Goal of the exercise:
Copy all lines holding the word "plank" from the entries.

Natural language region descriptions:
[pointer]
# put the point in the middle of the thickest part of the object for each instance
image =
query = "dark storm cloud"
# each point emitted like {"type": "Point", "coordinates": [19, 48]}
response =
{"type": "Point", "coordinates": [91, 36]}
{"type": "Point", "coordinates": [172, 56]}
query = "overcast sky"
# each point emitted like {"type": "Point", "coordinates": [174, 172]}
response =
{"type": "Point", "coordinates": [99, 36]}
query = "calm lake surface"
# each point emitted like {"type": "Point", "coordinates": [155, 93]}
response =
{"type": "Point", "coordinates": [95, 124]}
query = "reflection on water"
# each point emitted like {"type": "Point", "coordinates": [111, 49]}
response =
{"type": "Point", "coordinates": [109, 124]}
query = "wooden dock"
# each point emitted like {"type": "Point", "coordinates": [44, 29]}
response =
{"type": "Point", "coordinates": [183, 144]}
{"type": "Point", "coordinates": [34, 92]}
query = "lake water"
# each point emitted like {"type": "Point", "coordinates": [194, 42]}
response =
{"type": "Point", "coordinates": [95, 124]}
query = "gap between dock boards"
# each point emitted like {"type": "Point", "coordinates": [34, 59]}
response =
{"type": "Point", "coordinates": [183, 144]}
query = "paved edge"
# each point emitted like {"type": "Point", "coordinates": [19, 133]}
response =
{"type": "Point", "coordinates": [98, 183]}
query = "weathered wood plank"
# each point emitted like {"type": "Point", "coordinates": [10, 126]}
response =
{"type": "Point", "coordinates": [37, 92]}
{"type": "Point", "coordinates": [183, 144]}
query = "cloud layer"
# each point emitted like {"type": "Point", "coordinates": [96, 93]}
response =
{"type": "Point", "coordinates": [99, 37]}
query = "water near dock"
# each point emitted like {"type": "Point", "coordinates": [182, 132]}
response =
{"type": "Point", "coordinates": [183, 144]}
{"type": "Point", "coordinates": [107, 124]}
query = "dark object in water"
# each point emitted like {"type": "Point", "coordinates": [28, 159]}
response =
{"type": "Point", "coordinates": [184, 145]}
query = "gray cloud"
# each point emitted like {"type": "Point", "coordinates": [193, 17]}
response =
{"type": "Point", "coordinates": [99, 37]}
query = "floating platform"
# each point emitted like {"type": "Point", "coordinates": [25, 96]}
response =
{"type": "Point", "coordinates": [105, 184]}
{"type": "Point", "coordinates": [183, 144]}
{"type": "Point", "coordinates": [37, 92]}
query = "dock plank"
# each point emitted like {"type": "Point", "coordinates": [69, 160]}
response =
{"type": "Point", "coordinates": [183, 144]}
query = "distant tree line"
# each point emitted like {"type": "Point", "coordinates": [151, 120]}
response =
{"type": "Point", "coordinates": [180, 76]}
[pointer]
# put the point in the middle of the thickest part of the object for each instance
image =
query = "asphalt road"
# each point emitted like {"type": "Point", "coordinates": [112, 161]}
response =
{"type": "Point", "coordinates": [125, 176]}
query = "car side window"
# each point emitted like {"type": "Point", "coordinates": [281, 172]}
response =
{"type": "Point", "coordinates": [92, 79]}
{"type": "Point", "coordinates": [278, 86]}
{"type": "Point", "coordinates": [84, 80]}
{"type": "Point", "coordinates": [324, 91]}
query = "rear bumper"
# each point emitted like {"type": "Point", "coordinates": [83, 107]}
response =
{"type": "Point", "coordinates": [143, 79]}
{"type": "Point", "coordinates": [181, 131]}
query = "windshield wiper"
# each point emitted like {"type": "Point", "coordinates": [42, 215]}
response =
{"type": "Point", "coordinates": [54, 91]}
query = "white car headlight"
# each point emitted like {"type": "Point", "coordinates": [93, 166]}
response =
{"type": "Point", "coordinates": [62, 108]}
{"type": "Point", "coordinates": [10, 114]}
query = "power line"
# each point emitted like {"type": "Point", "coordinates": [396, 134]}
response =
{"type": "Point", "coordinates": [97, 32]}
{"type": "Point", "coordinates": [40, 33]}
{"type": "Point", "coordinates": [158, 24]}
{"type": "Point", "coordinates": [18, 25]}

Exercise answer:
query = "weathered wood plank"
query = "dock plank"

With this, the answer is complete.